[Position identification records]
+ + + + +

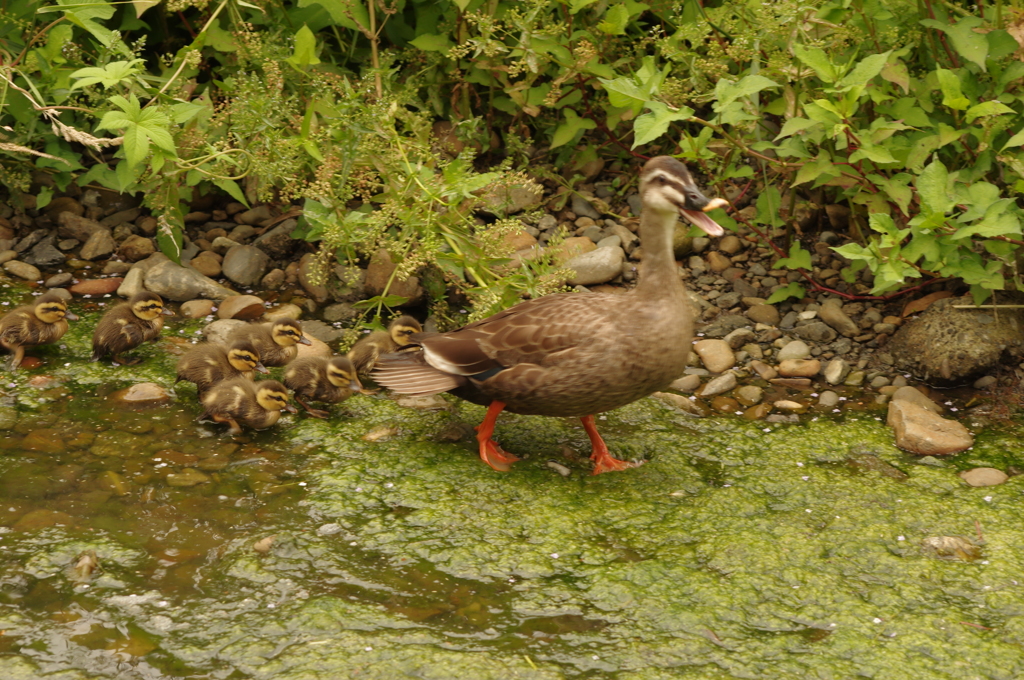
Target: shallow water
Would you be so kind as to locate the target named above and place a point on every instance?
(739, 549)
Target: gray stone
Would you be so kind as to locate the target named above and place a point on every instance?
(245, 264)
(23, 269)
(597, 266)
(177, 283)
(99, 246)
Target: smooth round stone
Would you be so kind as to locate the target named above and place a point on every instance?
(984, 477)
(799, 368)
(717, 355)
(23, 270)
(96, 286)
(197, 308)
(246, 307)
(141, 394)
(724, 404)
(187, 477)
(749, 394)
(795, 349)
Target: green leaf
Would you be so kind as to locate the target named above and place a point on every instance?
(986, 109)
(305, 49)
(615, 20)
(650, 126)
(799, 259)
(818, 60)
(430, 42)
(794, 290)
(933, 187)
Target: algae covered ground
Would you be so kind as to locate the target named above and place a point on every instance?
(739, 549)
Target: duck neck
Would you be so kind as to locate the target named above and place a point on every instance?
(658, 274)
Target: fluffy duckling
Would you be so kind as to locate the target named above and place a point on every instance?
(208, 364)
(127, 326)
(365, 352)
(240, 400)
(322, 379)
(42, 322)
(274, 341)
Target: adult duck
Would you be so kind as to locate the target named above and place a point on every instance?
(572, 354)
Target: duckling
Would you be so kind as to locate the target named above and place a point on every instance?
(322, 379)
(208, 364)
(127, 326)
(365, 352)
(42, 322)
(274, 341)
(240, 400)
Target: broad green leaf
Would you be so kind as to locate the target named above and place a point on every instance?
(430, 42)
(305, 49)
(650, 126)
(566, 131)
(615, 20)
(865, 70)
(933, 187)
(986, 109)
(795, 125)
(794, 290)
(951, 94)
(818, 60)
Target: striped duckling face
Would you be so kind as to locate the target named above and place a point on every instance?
(287, 333)
(51, 308)
(244, 357)
(271, 395)
(147, 305)
(402, 329)
(341, 373)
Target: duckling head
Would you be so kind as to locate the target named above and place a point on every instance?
(147, 305)
(341, 373)
(244, 357)
(50, 308)
(272, 396)
(402, 328)
(667, 186)
(287, 332)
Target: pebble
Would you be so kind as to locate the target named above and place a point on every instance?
(984, 477)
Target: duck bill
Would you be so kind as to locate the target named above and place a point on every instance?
(700, 218)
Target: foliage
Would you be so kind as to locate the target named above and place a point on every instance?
(911, 113)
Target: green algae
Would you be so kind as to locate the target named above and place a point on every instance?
(738, 550)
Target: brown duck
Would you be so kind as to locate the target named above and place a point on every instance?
(127, 326)
(43, 322)
(572, 354)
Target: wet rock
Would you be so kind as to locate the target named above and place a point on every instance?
(23, 269)
(794, 350)
(174, 282)
(141, 394)
(921, 431)
(96, 286)
(837, 371)
(984, 477)
(99, 246)
(218, 331)
(597, 266)
(136, 248)
(833, 314)
(717, 355)
(723, 383)
(132, 284)
(948, 346)
(187, 477)
(246, 307)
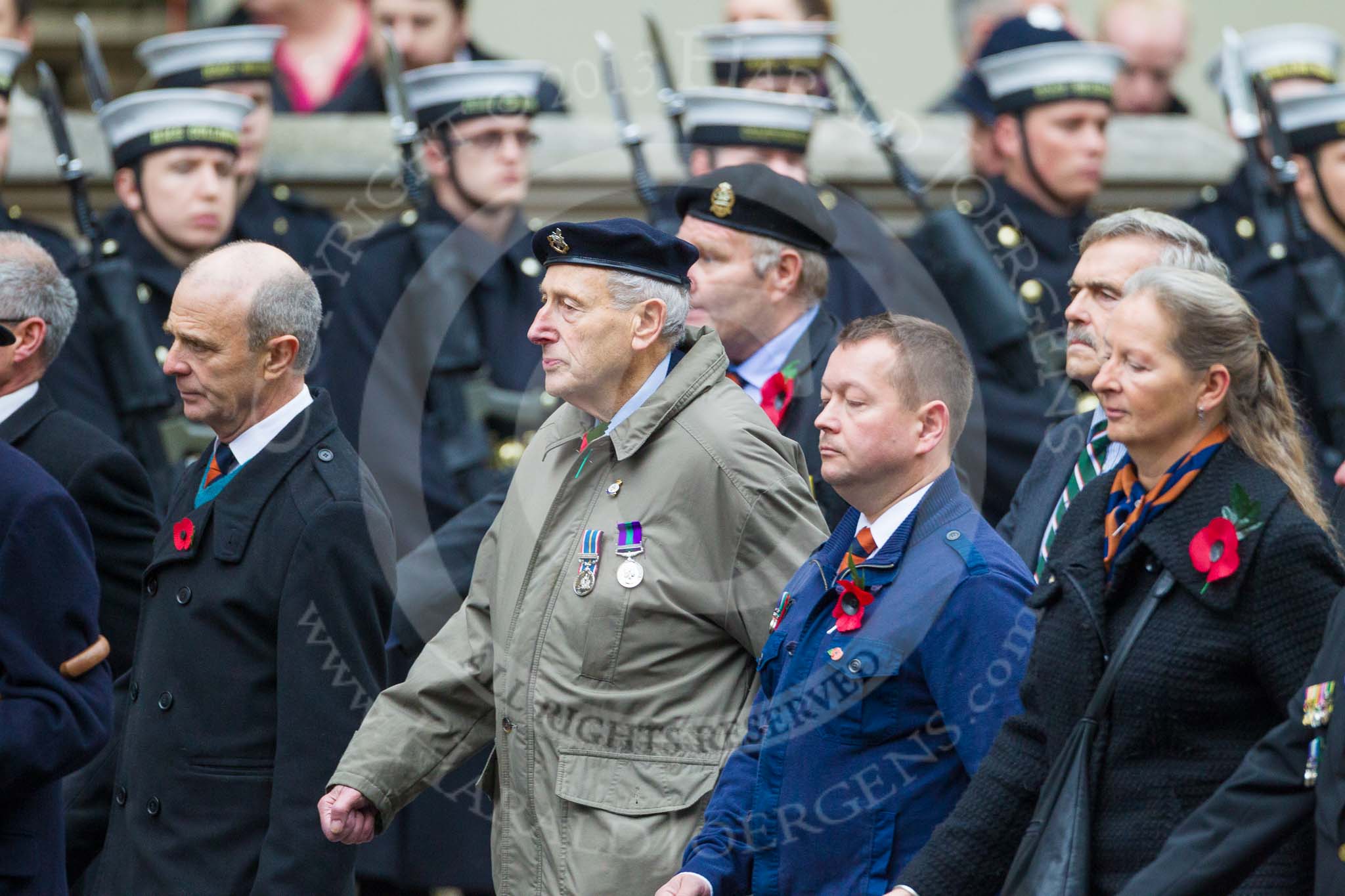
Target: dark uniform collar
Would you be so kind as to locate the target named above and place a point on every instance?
(935, 509)
(27, 417)
(236, 509)
(517, 240)
(808, 351)
(1049, 234)
(148, 263)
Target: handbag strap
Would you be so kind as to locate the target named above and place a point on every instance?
(1107, 685)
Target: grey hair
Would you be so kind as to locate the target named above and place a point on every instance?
(1212, 324)
(1183, 245)
(967, 11)
(32, 285)
(630, 289)
(287, 305)
(813, 277)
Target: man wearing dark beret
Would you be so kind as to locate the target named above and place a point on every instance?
(609, 637)
(759, 282)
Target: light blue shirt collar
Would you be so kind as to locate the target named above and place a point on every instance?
(643, 394)
(767, 360)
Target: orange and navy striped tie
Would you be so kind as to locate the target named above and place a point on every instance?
(862, 547)
(221, 463)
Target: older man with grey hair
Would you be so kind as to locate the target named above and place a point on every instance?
(265, 606)
(608, 643)
(1076, 450)
(38, 305)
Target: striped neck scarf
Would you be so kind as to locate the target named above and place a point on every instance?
(1130, 507)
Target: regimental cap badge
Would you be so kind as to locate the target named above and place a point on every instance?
(722, 199)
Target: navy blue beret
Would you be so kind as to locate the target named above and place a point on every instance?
(1011, 34)
(1019, 33)
(758, 200)
(619, 244)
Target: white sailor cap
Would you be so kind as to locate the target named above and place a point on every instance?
(1049, 73)
(455, 91)
(12, 53)
(741, 117)
(1312, 120)
(152, 120)
(745, 50)
(210, 55)
(1287, 51)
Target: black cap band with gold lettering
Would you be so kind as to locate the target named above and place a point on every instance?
(211, 55)
(154, 120)
(458, 91)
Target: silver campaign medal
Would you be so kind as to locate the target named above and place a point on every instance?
(590, 558)
(630, 574)
(630, 544)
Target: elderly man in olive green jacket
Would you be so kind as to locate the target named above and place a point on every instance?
(608, 644)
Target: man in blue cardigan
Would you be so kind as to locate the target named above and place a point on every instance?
(896, 651)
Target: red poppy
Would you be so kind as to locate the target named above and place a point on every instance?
(850, 603)
(776, 395)
(182, 531)
(1215, 550)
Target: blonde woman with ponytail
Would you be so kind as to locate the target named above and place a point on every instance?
(1215, 457)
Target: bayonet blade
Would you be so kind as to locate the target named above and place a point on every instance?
(630, 133)
(1237, 88)
(395, 93)
(669, 95)
(92, 64)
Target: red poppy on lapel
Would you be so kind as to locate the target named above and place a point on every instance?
(850, 603)
(182, 532)
(778, 393)
(1214, 551)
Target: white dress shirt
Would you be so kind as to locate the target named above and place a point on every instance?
(767, 360)
(642, 394)
(14, 400)
(249, 444)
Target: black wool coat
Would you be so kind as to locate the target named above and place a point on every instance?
(1208, 677)
(1266, 800)
(49, 725)
(260, 649)
(114, 495)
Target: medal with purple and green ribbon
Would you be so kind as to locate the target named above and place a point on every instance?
(630, 544)
(590, 555)
(1314, 757)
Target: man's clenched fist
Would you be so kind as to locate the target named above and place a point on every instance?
(346, 816)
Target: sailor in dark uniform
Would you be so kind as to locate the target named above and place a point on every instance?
(1245, 218)
(12, 53)
(174, 154)
(432, 327)
(1314, 125)
(1051, 95)
(240, 60)
(456, 276)
(782, 56)
(871, 269)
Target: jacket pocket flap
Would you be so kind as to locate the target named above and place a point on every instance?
(866, 658)
(18, 855)
(1047, 591)
(771, 648)
(634, 784)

+ + + + +

▶ _The task_: Starting at the line containing "Target: handbag strap" and ending at the line containing "(1107, 685)", present the data as a two-column CSV with the columns text and answer. Give one row per text-and-answer pair, put each value in a single quoted field, and replace line breaks with spaces.

▶ _Output_:
text,answer
"Target: handbag strap Would you be so kind as to locate the target named above and place a point on every instance?","(1107, 685)"